_Vorgegebener Text_
--------
2. Ist Art. 34 AEUV dahin auszulegen, dass dessen Anwendungsbereich eine nicht diskriminierende Regelung eines Mitgliedstaats erfasst, die die im Zusammenhang mit dem Betrieb von Geldspielautomaten in Spielhallen zu entrichtende direkte Steuer, die sogenannte Spielsteuer, durch eine einmalige Maßnahme und ohne Anpassungszeitraum auf das Fünffache des früheren Betrages anhebt und außerdem eine prozentual bemessene Spielsteuer einführt, womit die Einfuhr von Geldspielautomaten aus dem Gebiet der Europäischen Union nach Ungarn beschränkt wird?
3. Wenn die erste Frage und/oder die zweite Frage bejaht werden: Kann sich ein Mitgliedstaat bei der Anwendung der Art. 36 AEUV, 52 Abs. 1 AEUV und 61 AEUV oder hinsichtlich des Vorliegens zwingender Gründe ausschließlich auf die Regelung der Haushaltslage berufen?
4. Wenn die erste Frage und/oder die zweite Frage bejaht werden: Sind bezüglich der von dem Mitgliedstaat geschaffenen Beschränkung und bezüglich der Gewährung eines Übergangszeitraums zur Anpassung an die Steuervorschrift die allgemeinen Rechtsgrundsätze im Sinne von Art. 6 Abs. 3 EUV zu berücksichtigen?
5. Wenn die erste Frage und/oder die zweite Frage bejaht werden: Ist das Urteil Brasserie du Pêcheur (C-46/93 und C-48/93) dahin auszulegen, dass ein Verstoß gegen Art. 34 AEUV und/oder Art. 56 AEUV eine Schadensersatzpflicht eines Mitgliedstaats begründen kann, weil diese Bestimmungen – wegen ihrer unmittelbaren Wirkung – Einzelnen in den Mitgliedstaaten Rechte gewähren?
--------
_Vorliegendes Material_
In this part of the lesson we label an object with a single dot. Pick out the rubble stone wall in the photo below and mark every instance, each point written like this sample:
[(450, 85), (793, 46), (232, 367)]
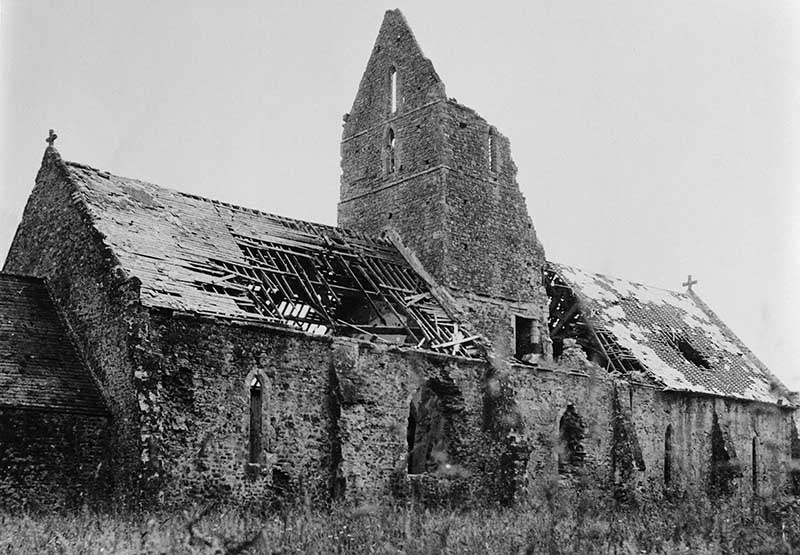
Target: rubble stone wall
[(52, 459), (543, 397), (56, 241), (335, 411)]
--------
_Aufgabe 1_
Beantworte zum Text zur Spielsteuer die folgenden Fragen:
(a) Auf das Wievielfache des früheren Betrages wird die Spielsteuer laut der zweiten Vorlagefrage angehoben?
(b) Welche Grundsätze sollen nach der vierten Vorlagefrage möglicherweise berücksichtigt werden?
(c) Unter welchen Aktenzeichen wird das Urteil Brasserie du Pêcheur in der fünften Vorlagefrage angeführt?
_Aufgabe 2_
Schreibe den Text zur Spielsteuer nach seinem letzten Satz weiter.

_Endergebnis 1_
(a) Auf das Fünffache.
(b) Die allgemeinen Rechtsgrundsätze im Sinne von Art. 6 Abs. 3 EUV.
(c) C-46/93 und C-48/93.

_Endergebnis 2_
6. Ist die Richtlinie 98/34/EG1 dahin auszulegen, dass die Steuervorschrift eines Mitgliedstaats, die den Betrag einer direkten Steuer – der im Zusammenhang mit dem Betrieb von Geldspielautomaten in Spielhallen zu entrichtenden Spielsteuer – mit einem Mal verfünffacht und außerdem eine prozentual bemessene Steuer einführt, eine „technische De-facto-Vorschrift“ darstellt?
7. Wenn die sechste Frage bejaht wird: Können Einzelne in einem Mitgliedstaat gegenüber diesem einen Verstoß gegen Art. 8 Abs. 1 und/oder gegen Art. 9 Abs. 1 der Richtlinie 98/34/EG als eine Schadensersatzpflicht begründende Unterlassung geltend machen, soll diese Richtlinie also Individualrechte gewährleisten? Welche Gesichtspunkte hat das nationale Gericht bei der Entscheidung abzuwägen, ob der Beklagte einen hinreichend qualifizierten Verstoß begangen hat, und welche Art von Schadensersatzanspruch kann durch diesen Rechtsverstoß begründet werden?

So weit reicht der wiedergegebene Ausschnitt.